On Wednesday, Germany met the coalition of three parties that should govern the country for the next four years. The Social Democratic (SPD), Green and Liberal Democratic (FDP) parties have presented their agreement to form the government that marks the end of the Angela Merkel era.
Olaf Scholz, current finance minister and leader of the SPD, is expected to replace Merkel as chancellor. Annalena Baerbock, of the Greens, will be foreign minister, and Robert Habeck, also leader of the Green Party, will be the head of a new “super ministry” that brings together the portfolios of economy and environment. The leader of the liberals, Christian Lindner, will be the new finance minister.
The so-called “traffic light coalition”, due to the colors of the parties that comprise it, will be the first three-party alliance in the federal government of Germany. The new government’s priority is to combat climate change, in addition to the more immediate task of dealing with the Covid-19 pandemic, which has recently reached record numbers in the country.
“We want to be bold about the climate and the industry,” Scholz said at a news conference on Wednesday, alongside the other leaders.
Among the new coalition’s proposals for Germany are plans to legalize marijuana and abandon coal as energy by 2030 — eight years earlier than the previous target.
Raising the minimum wage – from the current 9.5 euros an hour to 12 euros – and the creation of a Ministry of Housing are two essential points of the Social Democrats, while ecologists will lead the transition to a green economy and liberals will give the tone in finance.
Combating Covid-19, however, is a priority issue “at a time when every day we see a new peak of incidence”, said Scholz, through a preamble to the presentation of the pact for the 2021-2025 legislature, to detail various points for immediate action.
Parallel to the creation of a team or crisis office, which will analyze, together with experts, the daily evolution of infections, Scholz referred to the bill to implement compulsory vaccination in essential professional sectors – such as health professionals and care for vulnerable people .

------------

Tasks:
A: List every person named in the coalition article.
B: According to the coalition article, what hourly amount is the minimum wage to be raised to?
C: Rewrite the coalition article from "On Wednesday, Germany" up to and including "new finance minister.", swapping "chancellor" for "head of government".
The entries that follow are separate material with no connection to the coalition article.

Dataset content:
------------

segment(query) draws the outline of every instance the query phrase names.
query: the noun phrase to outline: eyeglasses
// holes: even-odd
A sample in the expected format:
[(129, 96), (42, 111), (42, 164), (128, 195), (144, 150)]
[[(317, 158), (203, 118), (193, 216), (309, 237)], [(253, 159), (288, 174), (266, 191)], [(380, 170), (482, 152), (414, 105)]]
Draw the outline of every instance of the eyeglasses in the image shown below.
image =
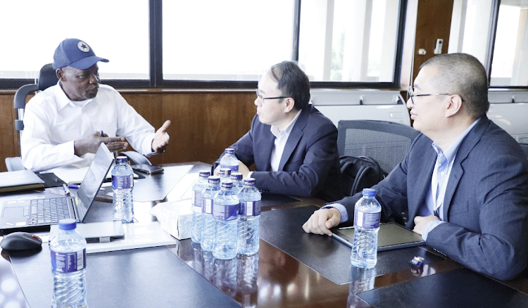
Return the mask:
[[(453, 94), (449, 94), (447, 93), (442, 93), (439, 94), (416, 94), (415, 95), (413, 92), (413, 87), (409, 86), (409, 87), (407, 89), (407, 93), (409, 94), (409, 97), (410, 98), (410, 101), (413, 102), (413, 105), (415, 104), (415, 100), (413, 99), (413, 98), (415, 96), (418, 97), (418, 96), (440, 96), (440, 95), (453, 95)], [(463, 101), (464, 100), (463, 99)]]
[(256, 90), (257, 92), (257, 98), (260, 98), (262, 101), (264, 101), (265, 99), (277, 99), (277, 98), (287, 98), (288, 96), (279, 96), (279, 97), (263, 97), (259, 93), (258, 89)]

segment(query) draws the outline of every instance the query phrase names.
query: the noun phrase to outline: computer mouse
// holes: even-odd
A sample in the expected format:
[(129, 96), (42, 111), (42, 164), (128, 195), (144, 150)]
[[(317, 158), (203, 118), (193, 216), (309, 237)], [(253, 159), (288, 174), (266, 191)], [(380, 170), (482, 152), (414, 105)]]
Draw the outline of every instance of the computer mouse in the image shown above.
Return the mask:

------------

Task solutions:
A: Angela Merkel, Olaf Scholz, Annalena Baerbock, Robert Habeck, Christian Lindner

B: 12 euros an hour.

C:
On Wednesday, Germany met the coalition of three parties that should govern the country for the next four years. The Social Democratic (SPD), Green and Liberal Democratic (FDP) parties have presented their agreement to form the government that marks the end of the Angela Merkel era.
Olaf Scholz, current finance minister and leader of the SPD, is expected to replace Merkel as head of government. Annalena Baerbock, of the Greens, will be foreign minister, and Robert Habeck, also leader of the Green Party, will be the head of a new “super ministry” that brings together the portfolios of economy and environment. The leader of the liberals, Christian Lindner, will be the new finance minister.